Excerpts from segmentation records
========================================

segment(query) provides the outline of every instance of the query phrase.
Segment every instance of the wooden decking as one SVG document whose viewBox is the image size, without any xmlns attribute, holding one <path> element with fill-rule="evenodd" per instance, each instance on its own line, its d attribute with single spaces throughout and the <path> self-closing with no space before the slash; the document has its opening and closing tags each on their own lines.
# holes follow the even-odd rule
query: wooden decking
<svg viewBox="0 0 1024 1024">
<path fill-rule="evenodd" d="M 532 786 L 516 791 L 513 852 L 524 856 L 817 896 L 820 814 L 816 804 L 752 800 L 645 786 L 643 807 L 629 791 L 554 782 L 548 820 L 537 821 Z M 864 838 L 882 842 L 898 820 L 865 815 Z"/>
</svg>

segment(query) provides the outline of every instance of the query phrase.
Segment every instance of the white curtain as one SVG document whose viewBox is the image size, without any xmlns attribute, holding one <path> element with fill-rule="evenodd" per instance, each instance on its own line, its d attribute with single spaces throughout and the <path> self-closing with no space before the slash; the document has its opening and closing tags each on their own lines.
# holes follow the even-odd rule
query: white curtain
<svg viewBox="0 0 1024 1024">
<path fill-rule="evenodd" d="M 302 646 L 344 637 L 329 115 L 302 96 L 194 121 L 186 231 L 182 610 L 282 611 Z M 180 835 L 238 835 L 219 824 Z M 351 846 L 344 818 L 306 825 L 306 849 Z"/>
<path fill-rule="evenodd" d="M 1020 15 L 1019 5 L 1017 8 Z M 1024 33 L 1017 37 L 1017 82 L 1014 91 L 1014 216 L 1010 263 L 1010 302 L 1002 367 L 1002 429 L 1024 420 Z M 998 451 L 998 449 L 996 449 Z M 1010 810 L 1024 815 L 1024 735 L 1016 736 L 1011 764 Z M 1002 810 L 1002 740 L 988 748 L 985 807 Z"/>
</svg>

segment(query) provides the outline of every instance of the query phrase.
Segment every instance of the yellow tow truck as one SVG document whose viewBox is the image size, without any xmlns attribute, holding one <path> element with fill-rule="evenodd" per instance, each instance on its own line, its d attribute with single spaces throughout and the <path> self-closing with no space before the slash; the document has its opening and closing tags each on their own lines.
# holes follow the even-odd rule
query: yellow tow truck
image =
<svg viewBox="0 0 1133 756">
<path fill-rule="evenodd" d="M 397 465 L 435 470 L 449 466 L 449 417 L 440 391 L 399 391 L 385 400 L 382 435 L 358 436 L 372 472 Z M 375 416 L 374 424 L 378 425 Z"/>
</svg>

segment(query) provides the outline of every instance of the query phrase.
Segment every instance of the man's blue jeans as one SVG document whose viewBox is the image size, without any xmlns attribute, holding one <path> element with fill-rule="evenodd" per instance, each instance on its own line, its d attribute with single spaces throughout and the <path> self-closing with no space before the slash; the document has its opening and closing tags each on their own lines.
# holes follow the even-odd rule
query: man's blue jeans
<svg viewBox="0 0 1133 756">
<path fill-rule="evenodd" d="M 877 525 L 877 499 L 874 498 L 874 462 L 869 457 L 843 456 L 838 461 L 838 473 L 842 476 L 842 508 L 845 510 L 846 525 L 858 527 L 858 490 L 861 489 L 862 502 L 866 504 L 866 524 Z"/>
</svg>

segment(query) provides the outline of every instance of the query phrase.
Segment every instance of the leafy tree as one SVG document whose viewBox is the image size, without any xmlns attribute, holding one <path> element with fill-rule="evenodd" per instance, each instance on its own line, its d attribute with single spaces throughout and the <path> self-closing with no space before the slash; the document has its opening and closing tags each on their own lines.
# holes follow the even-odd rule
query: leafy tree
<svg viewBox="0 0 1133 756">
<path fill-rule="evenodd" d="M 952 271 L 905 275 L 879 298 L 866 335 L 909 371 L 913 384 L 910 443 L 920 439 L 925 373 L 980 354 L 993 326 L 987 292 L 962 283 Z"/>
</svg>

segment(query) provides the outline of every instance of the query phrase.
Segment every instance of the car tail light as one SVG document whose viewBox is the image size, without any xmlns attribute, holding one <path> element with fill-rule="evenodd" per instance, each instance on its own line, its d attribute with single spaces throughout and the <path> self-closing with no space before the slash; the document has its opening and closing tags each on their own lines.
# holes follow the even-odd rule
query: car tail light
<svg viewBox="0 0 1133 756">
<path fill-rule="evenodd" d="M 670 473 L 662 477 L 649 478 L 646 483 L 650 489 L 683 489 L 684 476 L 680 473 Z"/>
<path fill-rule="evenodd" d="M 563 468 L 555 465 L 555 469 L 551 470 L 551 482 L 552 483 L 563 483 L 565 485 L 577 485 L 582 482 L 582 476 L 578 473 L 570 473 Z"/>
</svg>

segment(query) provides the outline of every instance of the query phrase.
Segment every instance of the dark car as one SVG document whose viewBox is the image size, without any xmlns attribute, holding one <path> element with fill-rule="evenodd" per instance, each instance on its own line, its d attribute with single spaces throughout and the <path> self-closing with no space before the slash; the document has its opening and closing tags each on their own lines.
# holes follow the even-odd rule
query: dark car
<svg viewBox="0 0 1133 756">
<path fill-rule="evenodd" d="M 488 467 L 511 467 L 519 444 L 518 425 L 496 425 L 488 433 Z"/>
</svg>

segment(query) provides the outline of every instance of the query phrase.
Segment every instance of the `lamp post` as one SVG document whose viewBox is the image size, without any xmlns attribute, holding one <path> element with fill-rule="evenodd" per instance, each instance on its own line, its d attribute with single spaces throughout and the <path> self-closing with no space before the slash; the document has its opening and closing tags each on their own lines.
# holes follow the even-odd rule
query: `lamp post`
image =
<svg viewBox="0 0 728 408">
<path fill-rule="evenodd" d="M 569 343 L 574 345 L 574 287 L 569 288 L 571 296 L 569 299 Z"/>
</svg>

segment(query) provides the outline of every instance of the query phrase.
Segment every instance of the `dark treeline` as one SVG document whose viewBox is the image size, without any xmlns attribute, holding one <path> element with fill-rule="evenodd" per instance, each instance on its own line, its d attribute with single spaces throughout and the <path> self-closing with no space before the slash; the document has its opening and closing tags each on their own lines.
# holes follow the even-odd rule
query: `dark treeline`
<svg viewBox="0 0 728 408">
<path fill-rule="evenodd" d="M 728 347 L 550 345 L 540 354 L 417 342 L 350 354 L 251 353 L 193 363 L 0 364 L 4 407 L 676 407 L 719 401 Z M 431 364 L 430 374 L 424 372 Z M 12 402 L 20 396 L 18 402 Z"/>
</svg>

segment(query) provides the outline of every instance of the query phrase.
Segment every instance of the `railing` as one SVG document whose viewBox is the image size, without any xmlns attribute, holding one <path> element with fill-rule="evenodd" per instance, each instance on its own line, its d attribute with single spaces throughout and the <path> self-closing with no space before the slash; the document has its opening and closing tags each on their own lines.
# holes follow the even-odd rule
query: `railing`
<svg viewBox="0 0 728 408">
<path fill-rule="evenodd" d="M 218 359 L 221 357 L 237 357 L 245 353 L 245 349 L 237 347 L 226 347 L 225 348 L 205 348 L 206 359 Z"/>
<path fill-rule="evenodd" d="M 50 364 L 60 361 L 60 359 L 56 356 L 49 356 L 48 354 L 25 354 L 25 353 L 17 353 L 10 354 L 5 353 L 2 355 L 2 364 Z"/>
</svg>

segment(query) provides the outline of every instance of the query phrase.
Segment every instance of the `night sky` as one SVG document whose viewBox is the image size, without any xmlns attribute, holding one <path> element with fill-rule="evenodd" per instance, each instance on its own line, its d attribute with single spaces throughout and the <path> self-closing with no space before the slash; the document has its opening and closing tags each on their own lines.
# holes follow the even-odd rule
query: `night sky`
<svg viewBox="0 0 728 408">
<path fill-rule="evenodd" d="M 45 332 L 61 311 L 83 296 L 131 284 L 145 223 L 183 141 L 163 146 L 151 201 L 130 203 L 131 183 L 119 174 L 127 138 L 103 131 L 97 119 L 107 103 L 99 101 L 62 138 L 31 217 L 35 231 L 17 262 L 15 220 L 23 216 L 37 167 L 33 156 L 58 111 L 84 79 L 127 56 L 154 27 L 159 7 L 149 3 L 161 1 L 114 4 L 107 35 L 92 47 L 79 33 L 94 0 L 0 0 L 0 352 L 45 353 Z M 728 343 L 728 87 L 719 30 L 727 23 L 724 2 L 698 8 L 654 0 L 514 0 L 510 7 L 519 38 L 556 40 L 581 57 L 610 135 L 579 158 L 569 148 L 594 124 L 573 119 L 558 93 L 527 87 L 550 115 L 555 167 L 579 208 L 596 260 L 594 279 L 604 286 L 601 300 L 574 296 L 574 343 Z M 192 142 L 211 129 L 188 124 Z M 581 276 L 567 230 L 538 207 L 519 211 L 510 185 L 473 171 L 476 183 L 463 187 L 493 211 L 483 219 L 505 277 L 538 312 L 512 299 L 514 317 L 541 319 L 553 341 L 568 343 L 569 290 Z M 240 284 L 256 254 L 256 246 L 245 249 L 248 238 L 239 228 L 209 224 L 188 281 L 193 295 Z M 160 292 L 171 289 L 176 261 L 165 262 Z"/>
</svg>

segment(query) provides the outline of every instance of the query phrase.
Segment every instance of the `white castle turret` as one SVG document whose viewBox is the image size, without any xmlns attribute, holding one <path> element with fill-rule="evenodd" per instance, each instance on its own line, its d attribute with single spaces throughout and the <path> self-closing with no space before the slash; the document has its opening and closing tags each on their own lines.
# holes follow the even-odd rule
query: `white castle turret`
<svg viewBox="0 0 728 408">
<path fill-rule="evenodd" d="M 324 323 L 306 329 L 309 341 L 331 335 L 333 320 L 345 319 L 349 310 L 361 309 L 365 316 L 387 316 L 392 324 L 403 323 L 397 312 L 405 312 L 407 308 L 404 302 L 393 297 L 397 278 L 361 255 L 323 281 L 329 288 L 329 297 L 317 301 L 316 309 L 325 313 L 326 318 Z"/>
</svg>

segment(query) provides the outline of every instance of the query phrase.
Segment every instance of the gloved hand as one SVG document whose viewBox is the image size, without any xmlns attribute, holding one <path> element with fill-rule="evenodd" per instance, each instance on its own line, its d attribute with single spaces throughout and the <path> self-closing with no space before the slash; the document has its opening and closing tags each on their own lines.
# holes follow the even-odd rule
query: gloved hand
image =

========================================

§ **Given instruction**: Find every line in the data above that contains the word "yellow", and copy each of those lines in full.

§ **Full output**:
Segment every instance of the yellow tow truck as one SVG document whose viewBox is the image size, without any xmlns attribute, holding one <path> element with fill-rule="evenodd" per instance, each instance on its own line, its d attribute with single spaces throughout and the <path> self-closing with no space before the slash; the document has its opening and closing tags each on their own lines.
query: yellow tow truck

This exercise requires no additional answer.